● Selection:
## BEGIN

# is there anything meaner then a black rhom?



## lookin for my redeye(!)> (Dec 17, 2004)

~hey whats up every 1... yeah im kinda new to this but i was wondering, is there anything meaner then a black p? if there is then ide rather buythat... but if not then black it is.... oh and if you got a black for sale tell me... its sold!!!


----------



## K fizzly (Aug 27, 2004)

great white shark


----------



## Fido (May 21, 2003)

Hey homie, you would probably have better luck posting in the Piranha section. Are you asking about piranhas only or all fish compared to the rhom?


----------



## Poseidon X (Jan 31, 2003)

I have never seen a mean piranha.. if mean is sulking around in the corner waiting for an oppurtunistic meal then I guess the black P is the meanest of Gods creatures. Knowing better however, the most ill mannered creature, infused with hell spawn itself would be a large show type flowerhorn. How about if you place your hand over the tank it will immediately jump out and bite you.


----------



## stonecoldsteveostin (Nov 15, 2003)

Poseidon X said:


> I have never seen a mean piranha.. if mean is sulking around in the corner waiting for an oppurtunistic meal then I guess the black P is the meanest of Gods creatures. Knowing better however, the most ill mannered creature, infused with hell spawn itself would be a large show type flowerhorn. How about if you place your hand over the tank it will immediately jump out and bite you.
> [snapback]801729[/snapback]​


i agree 100% when i had P's they only sulked, then i went to FH's.....a whole world of difference. flowerhorns look so beautiful, but at the same time, dont wait to fight if they dont like a fish and nip the fins like other fish would....they show it immediatly if they dont like a fish, by charging it no matter the size advantage/disadvantage. also, like poseiodon said, i have kept all kinds of fish and the flowerhorn is the only one that actually jumped out of the water at me to bite me and doesnt hide when i clean the tank, but rather try to attack my hand while im doing it.


----------



## JAC (Jan 19, 2004)

All Ps have the potential to be the meanest SOBs in the river but the fact is that they're not all that agressive, they're more of the sneaky tipe which IMO makes them seem smarter that a stupid oscar, for example, who tries to attack you even considering the fact that you're like a thousand times it's size.

Big Rhoms are awesome







.


----------



## johndeere (Jul 21, 2004)

is there anything meaner then a black p? 
Ya My chics sister, damn i hate her!! So does her husband








Anyway welcome!


----------



## Ms_Nattereri (Jan 11, 2003)

Topic Moved to P.Discussion.


----------



## 94NDTA (Jul 14, 2003)

## END

● Data records:

## BEGIN

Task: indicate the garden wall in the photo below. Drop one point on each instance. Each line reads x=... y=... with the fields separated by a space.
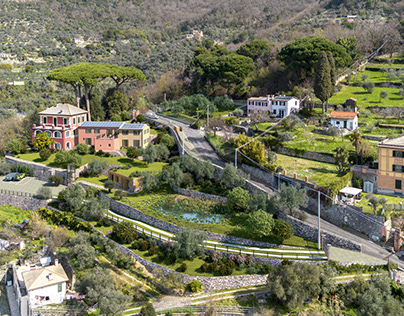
x=26 y=203
x=344 y=215
x=309 y=231
x=134 y=213
x=312 y=155
x=43 y=172
x=200 y=195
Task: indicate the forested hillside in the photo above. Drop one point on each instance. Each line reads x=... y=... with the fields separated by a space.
x=151 y=35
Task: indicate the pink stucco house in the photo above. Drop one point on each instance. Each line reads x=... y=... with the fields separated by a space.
x=61 y=122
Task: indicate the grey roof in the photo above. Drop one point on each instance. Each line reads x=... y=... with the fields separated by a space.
x=133 y=126
x=395 y=142
x=284 y=97
x=63 y=109
x=43 y=277
x=102 y=124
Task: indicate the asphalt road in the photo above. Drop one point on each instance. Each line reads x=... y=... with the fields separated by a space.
x=206 y=152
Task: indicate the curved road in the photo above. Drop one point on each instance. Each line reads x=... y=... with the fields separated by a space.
x=197 y=140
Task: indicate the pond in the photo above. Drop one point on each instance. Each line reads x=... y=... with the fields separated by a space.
x=190 y=216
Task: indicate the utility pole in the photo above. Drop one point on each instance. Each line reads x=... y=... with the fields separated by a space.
x=207 y=116
x=183 y=142
x=319 y=208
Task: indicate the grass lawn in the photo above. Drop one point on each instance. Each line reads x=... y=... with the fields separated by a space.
x=320 y=172
x=366 y=99
x=305 y=139
x=13 y=214
x=149 y=203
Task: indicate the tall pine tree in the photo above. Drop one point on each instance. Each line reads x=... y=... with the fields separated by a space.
x=333 y=74
x=322 y=79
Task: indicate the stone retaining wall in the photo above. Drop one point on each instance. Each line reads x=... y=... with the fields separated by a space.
x=309 y=231
x=134 y=213
x=26 y=203
x=200 y=195
x=43 y=172
x=344 y=215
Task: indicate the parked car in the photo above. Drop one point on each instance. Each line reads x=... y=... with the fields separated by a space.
x=14 y=176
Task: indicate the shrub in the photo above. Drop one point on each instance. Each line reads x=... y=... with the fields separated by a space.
x=82 y=149
x=56 y=179
x=145 y=245
x=45 y=153
x=215 y=256
x=286 y=262
x=183 y=267
x=213 y=267
x=225 y=270
x=124 y=232
x=172 y=258
x=5 y=168
x=205 y=267
x=230 y=263
x=44 y=193
x=195 y=286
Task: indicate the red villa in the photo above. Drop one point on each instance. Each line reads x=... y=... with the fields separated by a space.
x=61 y=122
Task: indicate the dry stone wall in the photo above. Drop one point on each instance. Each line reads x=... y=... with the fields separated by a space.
x=43 y=172
x=26 y=203
x=309 y=231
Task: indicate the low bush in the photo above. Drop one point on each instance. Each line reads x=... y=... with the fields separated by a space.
x=195 y=286
x=183 y=267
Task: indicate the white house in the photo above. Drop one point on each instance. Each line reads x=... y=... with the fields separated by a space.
x=278 y=106
x=45 y=285
x=348 y=120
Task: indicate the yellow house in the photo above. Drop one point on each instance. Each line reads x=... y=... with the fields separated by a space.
x=136 y=135
x=391 y=166
x=124 y=182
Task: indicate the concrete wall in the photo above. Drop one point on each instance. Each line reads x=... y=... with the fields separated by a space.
x=309 y=231
x=346 y=216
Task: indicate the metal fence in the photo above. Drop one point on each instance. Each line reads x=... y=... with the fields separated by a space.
x=221 y=309
x=16 y=193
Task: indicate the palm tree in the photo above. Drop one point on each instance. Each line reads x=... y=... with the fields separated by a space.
x=355 y=138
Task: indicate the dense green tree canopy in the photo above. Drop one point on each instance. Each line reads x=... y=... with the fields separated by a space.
x=302 y=54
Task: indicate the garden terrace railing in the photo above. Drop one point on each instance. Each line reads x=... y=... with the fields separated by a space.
x=16 y=193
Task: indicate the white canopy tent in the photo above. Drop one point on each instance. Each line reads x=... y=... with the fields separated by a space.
x=350 y=195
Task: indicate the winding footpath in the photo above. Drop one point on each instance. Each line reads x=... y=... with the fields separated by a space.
x=195 y=142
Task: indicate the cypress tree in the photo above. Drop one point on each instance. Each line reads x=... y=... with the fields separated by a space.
x=333 y=74
x=322 y=79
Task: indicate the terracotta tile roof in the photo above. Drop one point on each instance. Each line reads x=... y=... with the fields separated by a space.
x=63 y=109
x=43 y=277
x=343 y=115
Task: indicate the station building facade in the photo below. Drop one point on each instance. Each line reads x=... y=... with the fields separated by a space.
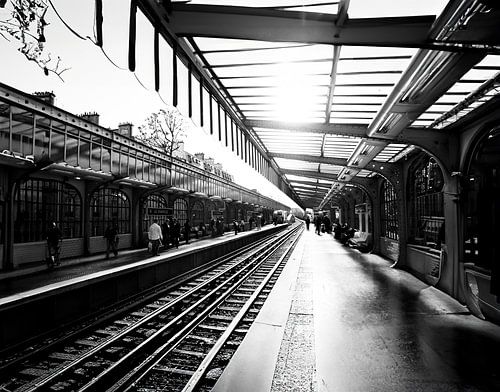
x=62 y=168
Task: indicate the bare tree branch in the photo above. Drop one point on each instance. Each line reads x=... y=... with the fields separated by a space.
x=26 y=24
x=164 y=130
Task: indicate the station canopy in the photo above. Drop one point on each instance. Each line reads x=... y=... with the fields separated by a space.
x=330 y=93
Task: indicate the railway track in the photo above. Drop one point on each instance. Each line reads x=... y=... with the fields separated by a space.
x=95 y=359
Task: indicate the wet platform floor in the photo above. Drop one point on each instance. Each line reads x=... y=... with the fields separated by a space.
x=339 y=320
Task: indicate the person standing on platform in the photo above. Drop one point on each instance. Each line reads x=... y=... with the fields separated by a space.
x=111 y=235
x=155 y=236
x=218 y=226
x=213 y=232
x=175 y=232
x=54 y=239
x=317 y=223
x=187 y=230
x=165 y=231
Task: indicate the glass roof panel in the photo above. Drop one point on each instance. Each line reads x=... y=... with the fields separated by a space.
x=383 y=8
x=292 y=177
x=364 y=173
x=389 y=152
x=278 y=54
x=331 y=169
x=471 y=82
x=291 y=5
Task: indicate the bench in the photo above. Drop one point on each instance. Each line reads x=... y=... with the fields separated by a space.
x=361 y=241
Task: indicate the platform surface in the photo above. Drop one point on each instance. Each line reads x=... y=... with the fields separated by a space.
x=22 y=283
x=340 y=320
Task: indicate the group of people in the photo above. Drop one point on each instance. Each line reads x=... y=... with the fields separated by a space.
x=343 y=233
x=259 y=221
x=168 y=234
x=322 y=224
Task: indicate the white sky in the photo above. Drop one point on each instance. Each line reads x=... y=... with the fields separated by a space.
x=93 y=83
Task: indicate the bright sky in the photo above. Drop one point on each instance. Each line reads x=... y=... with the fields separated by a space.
x=93 y=83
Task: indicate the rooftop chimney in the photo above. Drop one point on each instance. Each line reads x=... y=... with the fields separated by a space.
x=91 y=117
x=125 y=129
x=47 y=96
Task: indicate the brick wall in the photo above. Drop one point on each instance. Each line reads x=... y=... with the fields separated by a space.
x=37 y=251
x=98 y=244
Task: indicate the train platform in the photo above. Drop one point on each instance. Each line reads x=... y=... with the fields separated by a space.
x=45 y=300
x=38 y=276
x=340 y=320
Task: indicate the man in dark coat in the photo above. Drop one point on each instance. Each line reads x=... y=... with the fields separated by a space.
x=187 y=230
x=165 y=230
x=175 y=233
x=111 y=234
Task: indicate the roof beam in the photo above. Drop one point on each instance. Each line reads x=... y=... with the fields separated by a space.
x=311 y=183
x=355 y=130
x=299 y=27
x=384 y=168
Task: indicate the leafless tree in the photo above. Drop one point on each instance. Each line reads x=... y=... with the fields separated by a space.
x=163 y=130
x=24 y=21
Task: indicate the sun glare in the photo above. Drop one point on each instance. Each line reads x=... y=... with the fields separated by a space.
x=295 y=98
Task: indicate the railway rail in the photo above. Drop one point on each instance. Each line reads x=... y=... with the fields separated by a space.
x=95 y=358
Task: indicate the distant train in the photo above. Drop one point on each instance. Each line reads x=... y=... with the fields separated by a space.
x=208 y=165
x=280 y=216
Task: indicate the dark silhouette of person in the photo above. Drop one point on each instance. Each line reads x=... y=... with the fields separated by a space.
x=165 y=230
x=54 y=238
x=317 y=223
x=175 y=231
x=111 y=235
x=187 y=230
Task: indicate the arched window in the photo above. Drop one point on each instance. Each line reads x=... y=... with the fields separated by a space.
x=154 y=207
x=109 y=206
x=482 y=207
x=180 y=210
x=41 y=202
x=197 y=213
x=389 y=219
x=426 y=209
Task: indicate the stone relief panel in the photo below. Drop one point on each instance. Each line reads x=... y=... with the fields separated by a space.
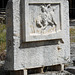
x=44 y=19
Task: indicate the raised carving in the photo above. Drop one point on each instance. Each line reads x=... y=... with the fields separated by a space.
x=46 y=17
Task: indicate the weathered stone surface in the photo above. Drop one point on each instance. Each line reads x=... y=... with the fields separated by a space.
x=27 y=50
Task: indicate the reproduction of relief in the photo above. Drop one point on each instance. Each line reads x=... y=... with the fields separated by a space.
x=45 y=22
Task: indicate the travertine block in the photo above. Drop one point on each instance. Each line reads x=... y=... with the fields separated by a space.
x=37 y=33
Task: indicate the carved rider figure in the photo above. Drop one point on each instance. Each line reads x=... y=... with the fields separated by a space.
x=46 y=18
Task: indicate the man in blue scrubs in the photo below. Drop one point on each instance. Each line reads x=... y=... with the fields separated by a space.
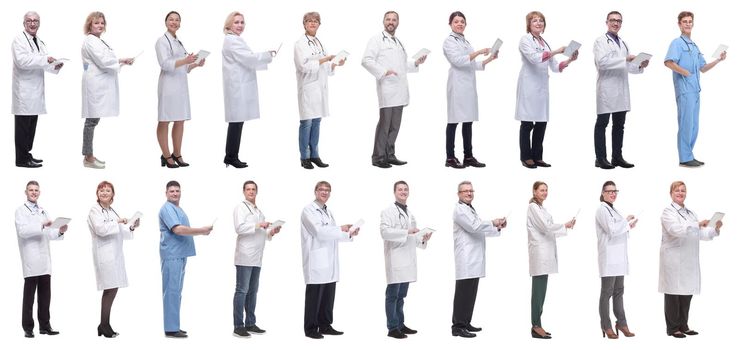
x=175 y=246
x=687 y=62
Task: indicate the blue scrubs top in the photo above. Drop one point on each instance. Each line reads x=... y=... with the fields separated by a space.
x=171 y=245
x=684 y=52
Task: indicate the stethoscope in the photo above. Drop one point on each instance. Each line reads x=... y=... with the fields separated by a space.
x=38 y=48
x=315 y=47
x=395 y=41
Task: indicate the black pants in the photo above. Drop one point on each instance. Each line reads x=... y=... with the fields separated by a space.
x=233 y=141
x=602 y=120
x=531 y=150
x=319 y=310
x=467 y=139
x=32 y=285
x=677 y=312
x=25 y=132
x=462 y=308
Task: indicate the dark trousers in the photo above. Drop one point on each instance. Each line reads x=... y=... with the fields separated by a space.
x=42 y=286
x=677 y=312
x=467 y=139
x=233 y=141
x=25 y=132
x=462 y=308
x=531 y=149
x=386 y=133
x=319 y=310
x=602 y=120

## END

● What is required:
In the forum thread on whether anything is meaner than a black rhom, which fish does Poseidon X call the most ill-mannered creature?

● The reply:
A large show-type flowerhorn.